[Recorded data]
^^^^^^^^^^^^^^^^
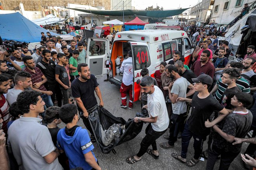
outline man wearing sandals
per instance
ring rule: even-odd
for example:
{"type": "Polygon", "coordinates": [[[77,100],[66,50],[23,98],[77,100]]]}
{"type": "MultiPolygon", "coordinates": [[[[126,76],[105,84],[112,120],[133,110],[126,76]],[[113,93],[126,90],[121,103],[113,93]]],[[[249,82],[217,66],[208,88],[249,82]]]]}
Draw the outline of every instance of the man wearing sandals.
{"type": "Polygon", "coordinates": [[[140,148],[137,155],[127,158],[126,162],[134,163],[141,160],[141,157],[147,152],[155,159],[159,157],[156,140],[164,134],[169,125],[169,117],[164,98],[161,90],[154,85],[151,77],[145,76],[140,80],[141,92],[147,95],[147,105],[143,108],[147,108],[149,117],[134,118],[134,122],[142,121],[150,123],[146,128],[146,136],[140,143],[140,148]],[[152,149],[148,149],[152,145],[152,149]]]}
{"type": "Polygon", "coordinates": [[[213,79],[206,74],[200,75],[192,78],[196,92],[192,99],[178,97],[177,101],[192,103],[191,115],[188,119],[182,136],[181,155],[173,153],[171,156],[183,163],[190,167],[195,166],[199,161],[202,153],[202,145],[210,133],[210,128],[220,122],[229,112],[217,101],[208,91],[213,83],[213,79]],[[212,122],[207,122],[213,111],[219,112],[219,116],[212,122]],[[186,159],[189,141],[193,137],[194,139],[194,157],[187,161],[186,159]]]}

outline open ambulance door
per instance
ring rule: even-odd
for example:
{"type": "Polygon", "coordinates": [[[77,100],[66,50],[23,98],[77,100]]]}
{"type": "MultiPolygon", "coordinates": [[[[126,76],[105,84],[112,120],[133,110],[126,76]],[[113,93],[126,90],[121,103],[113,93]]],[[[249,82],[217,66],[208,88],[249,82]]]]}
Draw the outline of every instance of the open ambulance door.
{"type": "Polygon", "coordinates": [[[140,83],[142,76],[140,71],[144,68],[150,66],[151,63],[147,44],[145,42],[129,42],[131,45],[133,54],[133,102],[139,99],[140,86],[140,83]]]}
{"type": "Polygon", "coordinates": [[[88,39],[86,63],[91,73],[97,77],[107,74],[109,68],[106,68],[105,61],[109,58],[109,40],[108,39],[90,37],[88,39]]]}

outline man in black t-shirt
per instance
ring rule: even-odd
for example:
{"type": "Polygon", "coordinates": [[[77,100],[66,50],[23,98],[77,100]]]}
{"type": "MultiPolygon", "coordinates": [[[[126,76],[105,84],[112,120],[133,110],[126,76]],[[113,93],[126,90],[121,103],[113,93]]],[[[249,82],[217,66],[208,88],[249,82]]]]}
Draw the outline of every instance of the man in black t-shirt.
{"type": "Polygon", "coordinates": [[[192,99],[178,97],[177,101],[192,103],[191,115],[185,125],[182,136],[181,155],[173,153],[171,156],[189,167],[193,167],[199,161],[202,153],[204,141],[210,133],[210,128],[221,121],[228,114],[228,111],[222,106],[208,91],[213,83],[213,79],[206,74],[200,75],[197,78],[192,78],[195,83],[194,86],[197,91],[192,99]],[[220,116],[215,120],[205,124],[205,122],[214,111],[219,112],[220,116]],[[186,159],[189,141],[194,139],[194,157],[187,161],[186,159]]]}
{"type": "Polygon", "coordinates": [[[95,91],[100,99],[100,105],[103,107],[104,104],[97,80],[94,75],[91,74],[88,65],[85,63],[80,64],[77,71],[79,77],[73,80],[71,84],[72,95],[76,102],[83,123],[91,133],[91,140],[93,142],[96,141],[95,137],[88,116],[98,108],[95,91]]]}

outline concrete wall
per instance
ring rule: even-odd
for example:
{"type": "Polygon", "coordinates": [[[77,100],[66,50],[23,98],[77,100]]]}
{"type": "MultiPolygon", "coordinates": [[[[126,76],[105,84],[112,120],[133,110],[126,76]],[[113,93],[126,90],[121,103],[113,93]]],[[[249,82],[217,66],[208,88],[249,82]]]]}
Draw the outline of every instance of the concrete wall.
{"type": "Polygon", "coordinates": [[[227,24],[235,19],[241,14],[245,3],[248,3],[250,6],[255,0],[242,0],[240,5],[236,6],[237,2],[239,0],[215,0],[213,8],[213,13],[210,20],[210,22],[219,24],[227,24]],[[223,10],[224,4],[229,2],[228,8],[223,10]],[[216,12],[214,12],[215,7],[218,5],[216,12]]]}
{"type": "Polygon", "coordinates": [[[67,6],[67,3],[105,7],[106,10],[111,9],[111,0],[1,0],[4,10],[19,10],[20,3],[23,3],[26,11],[42,10],[42,6],[67,6]]]}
^^^^^^^^^^^^^^^^
__REQUIRED TASK__.
Return every line of the data above that contains the string "sandals", matching case exactly.

__EXERCISE OUTPUT__.
outline man wearing sandals
Draw the outline of every instance of the man wearing sandals.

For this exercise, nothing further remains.